Write the data below out again, exactly as each line reads.

*** Begin section ***

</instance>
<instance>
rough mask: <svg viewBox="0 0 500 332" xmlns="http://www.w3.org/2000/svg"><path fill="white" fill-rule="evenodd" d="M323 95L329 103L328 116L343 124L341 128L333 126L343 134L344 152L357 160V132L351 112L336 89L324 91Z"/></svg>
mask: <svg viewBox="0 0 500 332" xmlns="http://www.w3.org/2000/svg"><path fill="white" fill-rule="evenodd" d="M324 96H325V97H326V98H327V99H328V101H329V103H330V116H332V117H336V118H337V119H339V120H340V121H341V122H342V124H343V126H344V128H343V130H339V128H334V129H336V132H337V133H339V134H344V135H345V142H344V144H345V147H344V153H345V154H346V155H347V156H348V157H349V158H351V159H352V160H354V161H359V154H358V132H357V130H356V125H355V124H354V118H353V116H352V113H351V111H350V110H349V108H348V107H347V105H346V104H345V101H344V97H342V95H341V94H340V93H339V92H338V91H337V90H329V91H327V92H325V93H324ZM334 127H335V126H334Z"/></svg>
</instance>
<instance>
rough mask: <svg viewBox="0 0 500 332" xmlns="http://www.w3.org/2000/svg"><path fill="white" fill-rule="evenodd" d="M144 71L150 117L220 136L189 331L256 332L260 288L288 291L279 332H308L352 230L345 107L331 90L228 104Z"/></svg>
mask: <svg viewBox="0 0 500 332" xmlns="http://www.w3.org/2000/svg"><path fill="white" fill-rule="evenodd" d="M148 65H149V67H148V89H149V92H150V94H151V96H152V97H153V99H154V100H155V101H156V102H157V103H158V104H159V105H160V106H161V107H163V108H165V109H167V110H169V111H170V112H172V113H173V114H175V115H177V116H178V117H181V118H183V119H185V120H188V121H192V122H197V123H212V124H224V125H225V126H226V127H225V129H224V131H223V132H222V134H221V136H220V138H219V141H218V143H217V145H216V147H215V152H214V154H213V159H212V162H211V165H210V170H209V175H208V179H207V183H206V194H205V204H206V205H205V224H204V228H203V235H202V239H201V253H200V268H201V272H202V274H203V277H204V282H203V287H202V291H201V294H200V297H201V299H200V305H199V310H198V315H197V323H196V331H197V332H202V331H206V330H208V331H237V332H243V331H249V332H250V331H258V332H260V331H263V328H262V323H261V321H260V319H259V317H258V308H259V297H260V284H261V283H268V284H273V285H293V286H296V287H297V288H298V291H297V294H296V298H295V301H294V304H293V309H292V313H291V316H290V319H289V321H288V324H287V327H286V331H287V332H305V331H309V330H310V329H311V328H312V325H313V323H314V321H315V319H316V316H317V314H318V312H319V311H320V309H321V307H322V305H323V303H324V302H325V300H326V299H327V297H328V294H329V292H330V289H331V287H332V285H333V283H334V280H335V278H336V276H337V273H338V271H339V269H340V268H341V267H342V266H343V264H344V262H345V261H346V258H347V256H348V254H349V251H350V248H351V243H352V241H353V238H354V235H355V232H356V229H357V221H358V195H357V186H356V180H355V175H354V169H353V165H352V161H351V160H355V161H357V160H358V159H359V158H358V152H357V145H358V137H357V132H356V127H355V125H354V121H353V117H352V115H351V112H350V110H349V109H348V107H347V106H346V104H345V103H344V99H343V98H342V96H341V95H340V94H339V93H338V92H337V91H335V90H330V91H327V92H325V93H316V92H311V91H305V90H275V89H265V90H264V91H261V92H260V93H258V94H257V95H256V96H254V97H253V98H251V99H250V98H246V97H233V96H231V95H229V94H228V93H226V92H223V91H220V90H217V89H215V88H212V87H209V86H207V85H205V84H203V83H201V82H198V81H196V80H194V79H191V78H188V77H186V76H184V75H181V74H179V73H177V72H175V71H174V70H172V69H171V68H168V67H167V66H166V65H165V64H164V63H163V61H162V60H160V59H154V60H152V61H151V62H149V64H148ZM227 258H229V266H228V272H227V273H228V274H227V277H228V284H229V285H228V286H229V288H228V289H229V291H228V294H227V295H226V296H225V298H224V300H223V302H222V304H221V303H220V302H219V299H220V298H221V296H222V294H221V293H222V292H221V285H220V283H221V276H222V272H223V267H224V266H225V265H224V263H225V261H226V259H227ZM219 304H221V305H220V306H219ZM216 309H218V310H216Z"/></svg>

*** End section ***

→ Task result:
</instance>
<instance>
rough mask: <svg viewBox="0 0 500 332" xmlns="http://www.w3.org/2000/svg"><path fill="white" fill-rule="evenodd" d="M323 95L329 103L328 116L343 124L341 128L333 126L343 134L344 152L357 160V132L351 112L336 89L324 91Z"/></svg>
mask: <svg viewBox="0 0 500 332" xmlns="http://www.w3.org/2000/svg"><path fill="white" fill-rule="evenodd" d="M324 96H325V97H326V98H327V99H328V101H329V103H330V116H332V117H336V118H337V119H339V120H340V121H341V122H342V124H343V126H344V128H343V130H339V128H334V129H336V132H337V133H339V134H344V135H345V142H344V144H345V147H344V153H345V154H346V155H347V156H348V157H349V158H351V159H352V160H354V161H359V154H358V132H357V130H356V125H355V124H354V118H353V116H352V113H351V111H350V110H349V108H348V107H347V105H346V104H345V101H344V97H342V95H341V94H340V93H339V92H338V91H337V90H329V91H327V92H325V93H324ZM334 127H335V126H334Z"/></svg>
</instance>
<instance>
rough mask: <svg viewBox="0 0 500 332" xmlns="http://www.w3.org/2000/svg"><path fill="white" fill-rule="evenodd" d="M144 71L150 117L220 136L189 331L256 332L260 288L288 291L279 332H308L352 230L345 107L331 90L228 104Z"/></svg>
mask: <svg viewBox="0 0 500 332" xmlns="http://www.w3.org/2000/svg"><path fill="white" fill-rule="evenodd" d="M148 65H149V67H148V89H149V92H150V94H151V96H152V97H153V99H154V100H155V101H156V102H157V103H158V104H159V105H160V106H161V107H163V108H165V109H167V110H169V111H170V112H172V113H173V114H175V115H177V116H178V117H181V118H183V119H185V120H188V121H192V122H197V123H212V124H224V125H225V126H226V127H225V129H224V131H223V132H222V134H221V136H220V138H219V141H218V143H217V145H216V147H215V152H214V154H213V159H212V162H211V165H210V170H209V175H208V179H207V183H206V194H205V204H206V205H205V224H204V228H203V235H202V239H201V253H200V268H201V272H202V274H203V277H204V282H203V287H202V291H201V294H200V297H201V299H200V305H199V310H198V315H197V323H196V331H197V332H202V331H206V330H208V331H237V332H243V331H249V332H250V331H258V332H260V331H263V328H262V323H261V321H260V319H259V317H258V308H259V297H260V284H261V283H268V284H273V285H293V286H296V287H297V288H298V291H297V294H296V298H295V301H294V304H293V309H292V313H291V316H290V319H289V321H288V324H287V327H286V331H287V332H305V331H309V330H310V329H311V328H312V325H313V323H314V321H315V319H316V316H317V314H318V312H319V311H320V309H321V307H322V305H323V303H324V302H325V300H326V299H327V297H328V294H329V292H330V289H331V287H332V285H333V283H334V280H335V278H336V276H337V273H338V271H339V269H340V268H341V267H342V266H343V264H344V262H345V261H346V258H347V256H348V254H349V251H350V248H351V243H352V241H353V238H354V235H355V232H356V229H357V221H358V195H357V186H356V180H355V175H354V169H353V165H352V161H351V160H355V161H357V160H358V159H359V158H358V152H357V145H358V137H357V132H356V127H355V125H354V121H353V117H352V115H351V112H350V110H349V109H348V107H347V106H346V104H345V103H344V99H343V98H342V96H341V95H340V94H339V93H338V92H337V91H335V90H330V91H327V92H325V93H316V92H311V91H305V90H275V89H265V90H264V91H261V92H260V93H258V94H257V95H256V96H254V97H253V98H251V99H250V98H246V97H233V96H231V95H229V94H228V93H226V92H223V91H220V90H217V89H215V88H212V87H209V86H207V85H205V84H203V83H201V82H198V81H196V80H194V79H191V78H188V77H186V76H184V75H181V74H179V73H177V72H175V71H174V70H172V69H171V68H168V67H167V66H166V65H165V64H164V63H163V61H162V60H160V59H154V60H152V61H151V62H149V64H148ZM227 258H229V266H228V272H227V273H228V274H227V277H228V284H229V285H228V286H229V288H228V289H229V291H228V294H227V295H226V296H225V298H224V300H223V302H222V304H221V303H220V302H219V299H220V298H221V296H222V294H221V293H222V292H221V285H220V283H221V276H222V272H223V267H224V266H225V265H224V263H225V261H226V259H227ZM219 304H221V305H220V306H219ZM216 309H218V310H216Z"/></svg>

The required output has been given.